Short problem:
Report each line of the records below that contains the string "dark", copying every such line in full. Treat the match as case-sensitive.

Extracted entries:
****************

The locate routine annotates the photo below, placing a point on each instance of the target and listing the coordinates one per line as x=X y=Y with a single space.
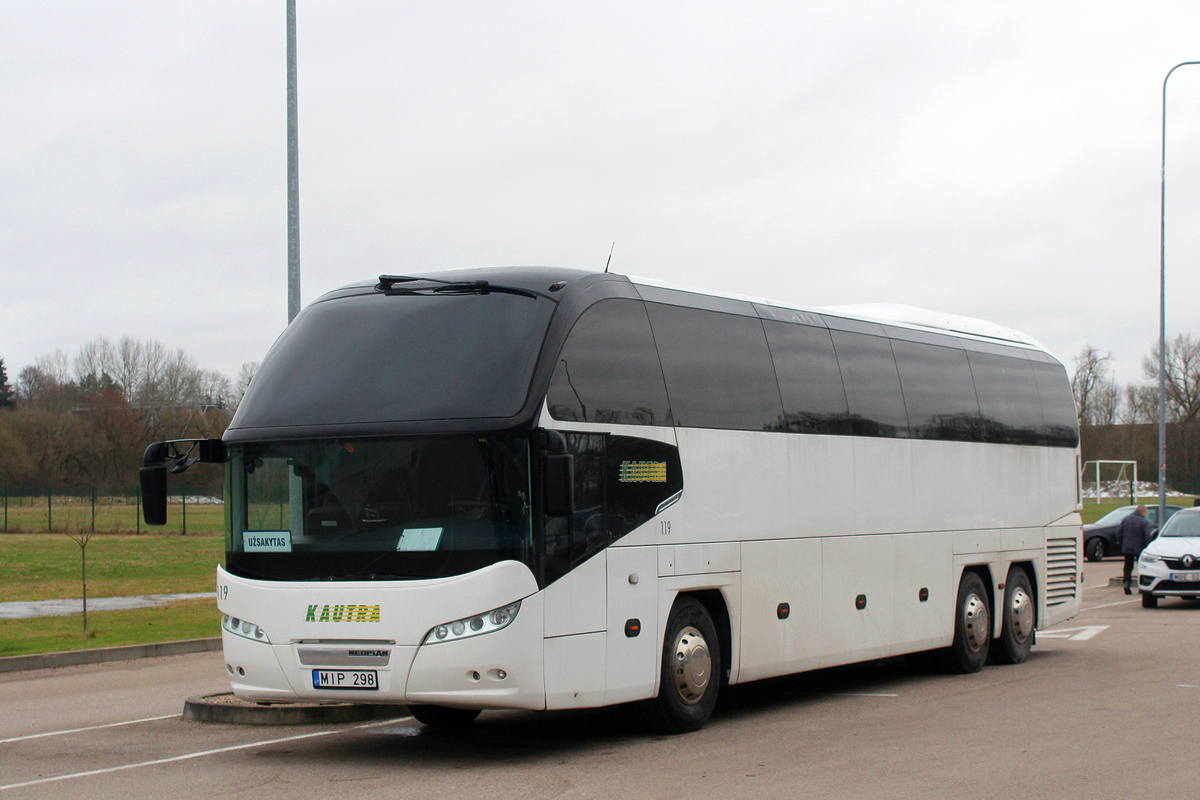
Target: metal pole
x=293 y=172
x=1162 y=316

****************

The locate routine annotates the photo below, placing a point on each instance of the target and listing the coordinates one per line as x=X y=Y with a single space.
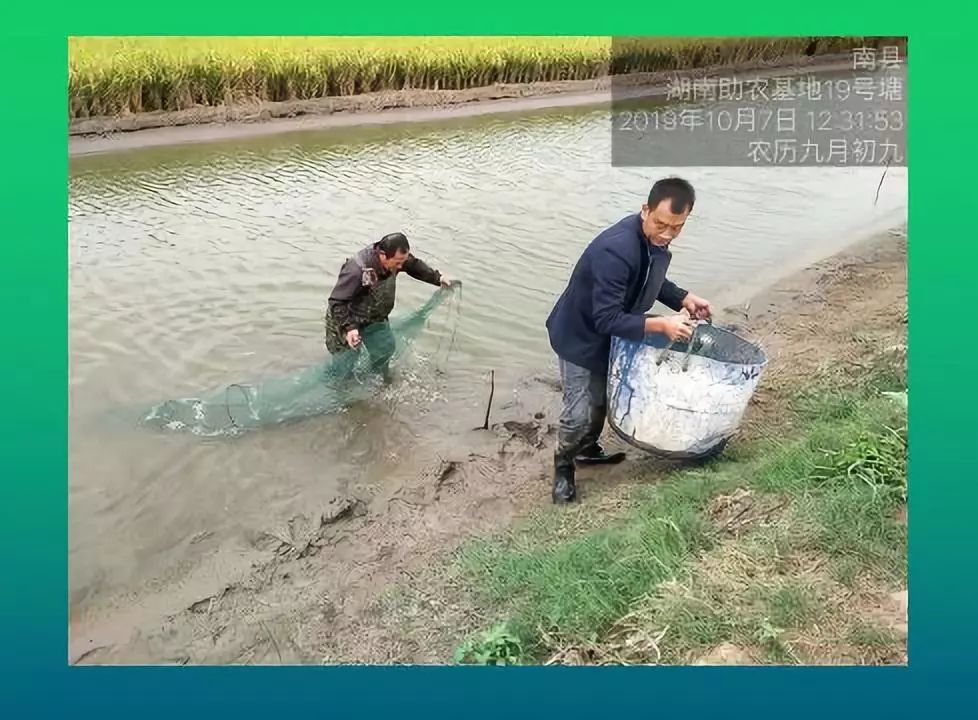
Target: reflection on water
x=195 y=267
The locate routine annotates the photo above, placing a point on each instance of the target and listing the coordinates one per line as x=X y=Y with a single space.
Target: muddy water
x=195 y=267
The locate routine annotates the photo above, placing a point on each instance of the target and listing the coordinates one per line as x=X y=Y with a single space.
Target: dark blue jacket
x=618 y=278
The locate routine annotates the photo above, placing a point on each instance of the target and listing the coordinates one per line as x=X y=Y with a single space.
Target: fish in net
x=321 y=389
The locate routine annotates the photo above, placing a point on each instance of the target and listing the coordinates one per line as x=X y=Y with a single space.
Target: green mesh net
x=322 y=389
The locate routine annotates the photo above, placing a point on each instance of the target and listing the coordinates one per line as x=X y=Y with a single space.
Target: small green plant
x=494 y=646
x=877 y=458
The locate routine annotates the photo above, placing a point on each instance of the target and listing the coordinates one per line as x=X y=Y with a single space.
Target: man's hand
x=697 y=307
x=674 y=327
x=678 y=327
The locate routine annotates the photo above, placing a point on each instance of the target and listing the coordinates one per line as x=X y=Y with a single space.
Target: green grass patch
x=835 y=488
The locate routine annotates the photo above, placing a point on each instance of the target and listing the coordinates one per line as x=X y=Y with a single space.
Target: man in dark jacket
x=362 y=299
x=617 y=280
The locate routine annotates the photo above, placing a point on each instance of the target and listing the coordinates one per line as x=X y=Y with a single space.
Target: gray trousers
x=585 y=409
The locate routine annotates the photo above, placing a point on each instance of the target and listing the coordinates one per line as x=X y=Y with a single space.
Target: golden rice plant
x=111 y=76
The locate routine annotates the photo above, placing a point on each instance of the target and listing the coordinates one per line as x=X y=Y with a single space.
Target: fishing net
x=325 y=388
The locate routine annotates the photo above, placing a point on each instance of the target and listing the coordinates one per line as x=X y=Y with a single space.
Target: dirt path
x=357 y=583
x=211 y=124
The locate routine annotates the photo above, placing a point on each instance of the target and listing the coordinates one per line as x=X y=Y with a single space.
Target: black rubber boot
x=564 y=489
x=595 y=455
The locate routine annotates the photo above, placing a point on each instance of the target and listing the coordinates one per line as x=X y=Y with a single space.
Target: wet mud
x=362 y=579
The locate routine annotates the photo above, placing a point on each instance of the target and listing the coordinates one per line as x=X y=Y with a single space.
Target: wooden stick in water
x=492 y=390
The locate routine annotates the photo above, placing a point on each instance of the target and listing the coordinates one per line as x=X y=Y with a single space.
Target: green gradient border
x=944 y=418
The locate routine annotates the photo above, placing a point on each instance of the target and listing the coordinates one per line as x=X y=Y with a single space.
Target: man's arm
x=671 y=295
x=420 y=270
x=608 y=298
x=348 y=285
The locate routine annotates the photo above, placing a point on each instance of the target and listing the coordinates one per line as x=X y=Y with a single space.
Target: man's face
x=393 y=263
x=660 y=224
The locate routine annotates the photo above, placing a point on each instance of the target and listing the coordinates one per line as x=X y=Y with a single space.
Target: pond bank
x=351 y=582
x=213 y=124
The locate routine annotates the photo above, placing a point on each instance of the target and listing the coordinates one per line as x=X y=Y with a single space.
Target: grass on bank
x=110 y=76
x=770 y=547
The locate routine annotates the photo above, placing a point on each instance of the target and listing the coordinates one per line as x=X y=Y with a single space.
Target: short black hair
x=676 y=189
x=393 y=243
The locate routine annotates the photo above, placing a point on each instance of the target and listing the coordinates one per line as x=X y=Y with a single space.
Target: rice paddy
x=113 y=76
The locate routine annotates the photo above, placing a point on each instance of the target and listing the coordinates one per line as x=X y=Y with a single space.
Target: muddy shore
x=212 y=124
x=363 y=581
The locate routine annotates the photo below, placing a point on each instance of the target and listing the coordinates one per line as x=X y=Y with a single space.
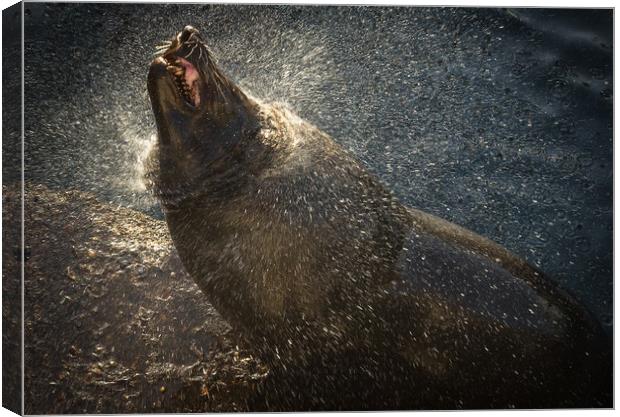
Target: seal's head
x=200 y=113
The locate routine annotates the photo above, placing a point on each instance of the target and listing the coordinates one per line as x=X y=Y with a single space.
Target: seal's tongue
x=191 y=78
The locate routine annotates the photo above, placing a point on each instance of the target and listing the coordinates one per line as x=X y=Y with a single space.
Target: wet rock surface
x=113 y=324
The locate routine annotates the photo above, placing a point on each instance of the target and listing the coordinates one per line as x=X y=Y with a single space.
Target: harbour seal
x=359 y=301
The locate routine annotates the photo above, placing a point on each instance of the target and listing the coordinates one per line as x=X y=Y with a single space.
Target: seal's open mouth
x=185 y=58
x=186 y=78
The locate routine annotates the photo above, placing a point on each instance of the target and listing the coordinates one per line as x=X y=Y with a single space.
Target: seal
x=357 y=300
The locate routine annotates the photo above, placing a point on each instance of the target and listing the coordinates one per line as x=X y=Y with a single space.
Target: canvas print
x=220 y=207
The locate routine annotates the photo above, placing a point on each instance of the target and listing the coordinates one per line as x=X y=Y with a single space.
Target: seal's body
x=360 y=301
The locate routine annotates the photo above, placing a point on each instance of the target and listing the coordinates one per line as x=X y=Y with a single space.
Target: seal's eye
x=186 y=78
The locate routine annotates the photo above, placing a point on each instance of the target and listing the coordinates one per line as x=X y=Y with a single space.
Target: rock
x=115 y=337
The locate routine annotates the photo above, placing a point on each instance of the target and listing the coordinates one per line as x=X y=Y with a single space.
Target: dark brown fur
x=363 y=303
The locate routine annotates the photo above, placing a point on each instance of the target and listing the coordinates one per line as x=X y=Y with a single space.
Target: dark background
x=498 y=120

****************

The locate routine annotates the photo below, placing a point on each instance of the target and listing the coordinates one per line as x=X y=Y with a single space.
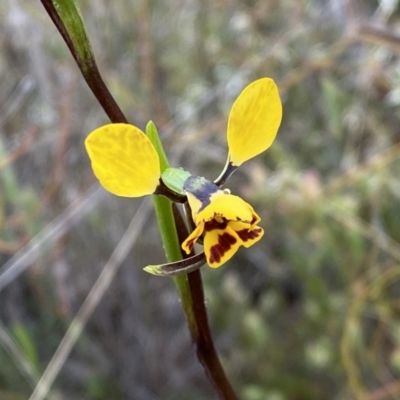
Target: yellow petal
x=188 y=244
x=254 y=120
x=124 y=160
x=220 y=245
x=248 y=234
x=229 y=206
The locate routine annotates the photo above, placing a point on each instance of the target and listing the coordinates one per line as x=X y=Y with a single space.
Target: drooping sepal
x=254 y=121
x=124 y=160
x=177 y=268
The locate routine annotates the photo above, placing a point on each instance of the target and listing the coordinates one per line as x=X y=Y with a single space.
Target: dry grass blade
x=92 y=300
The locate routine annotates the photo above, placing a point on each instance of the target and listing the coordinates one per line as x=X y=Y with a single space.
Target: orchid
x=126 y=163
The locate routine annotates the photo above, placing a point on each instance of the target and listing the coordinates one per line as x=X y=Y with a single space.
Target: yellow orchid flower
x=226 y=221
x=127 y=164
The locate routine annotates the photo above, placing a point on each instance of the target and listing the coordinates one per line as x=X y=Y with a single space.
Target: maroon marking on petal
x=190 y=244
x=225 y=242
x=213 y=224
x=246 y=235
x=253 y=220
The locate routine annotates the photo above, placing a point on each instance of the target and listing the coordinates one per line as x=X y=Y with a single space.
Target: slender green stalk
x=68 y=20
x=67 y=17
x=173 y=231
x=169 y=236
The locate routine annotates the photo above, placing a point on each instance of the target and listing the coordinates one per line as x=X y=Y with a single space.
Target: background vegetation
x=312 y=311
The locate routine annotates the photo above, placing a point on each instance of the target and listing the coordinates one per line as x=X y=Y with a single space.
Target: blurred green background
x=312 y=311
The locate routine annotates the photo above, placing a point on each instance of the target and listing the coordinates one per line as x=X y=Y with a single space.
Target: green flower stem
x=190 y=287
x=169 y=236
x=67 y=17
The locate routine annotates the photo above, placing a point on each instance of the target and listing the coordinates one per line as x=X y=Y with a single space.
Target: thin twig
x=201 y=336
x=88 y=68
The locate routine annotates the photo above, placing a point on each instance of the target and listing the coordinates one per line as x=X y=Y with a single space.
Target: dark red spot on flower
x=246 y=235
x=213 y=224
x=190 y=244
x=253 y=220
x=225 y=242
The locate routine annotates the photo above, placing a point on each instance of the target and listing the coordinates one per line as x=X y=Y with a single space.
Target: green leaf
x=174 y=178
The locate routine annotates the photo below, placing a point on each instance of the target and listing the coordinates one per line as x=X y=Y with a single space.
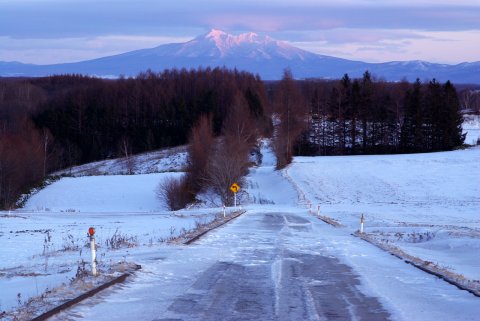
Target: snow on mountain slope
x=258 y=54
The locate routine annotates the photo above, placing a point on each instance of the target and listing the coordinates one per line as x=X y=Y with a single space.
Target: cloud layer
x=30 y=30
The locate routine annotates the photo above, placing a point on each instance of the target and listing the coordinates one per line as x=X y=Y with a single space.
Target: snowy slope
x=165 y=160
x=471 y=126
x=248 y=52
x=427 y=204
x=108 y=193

****************

Result:
Target: dark blue jacket
Target: man in dark jacket
Target: dark brown fur
Target: dark background
Target: dark red spot on flower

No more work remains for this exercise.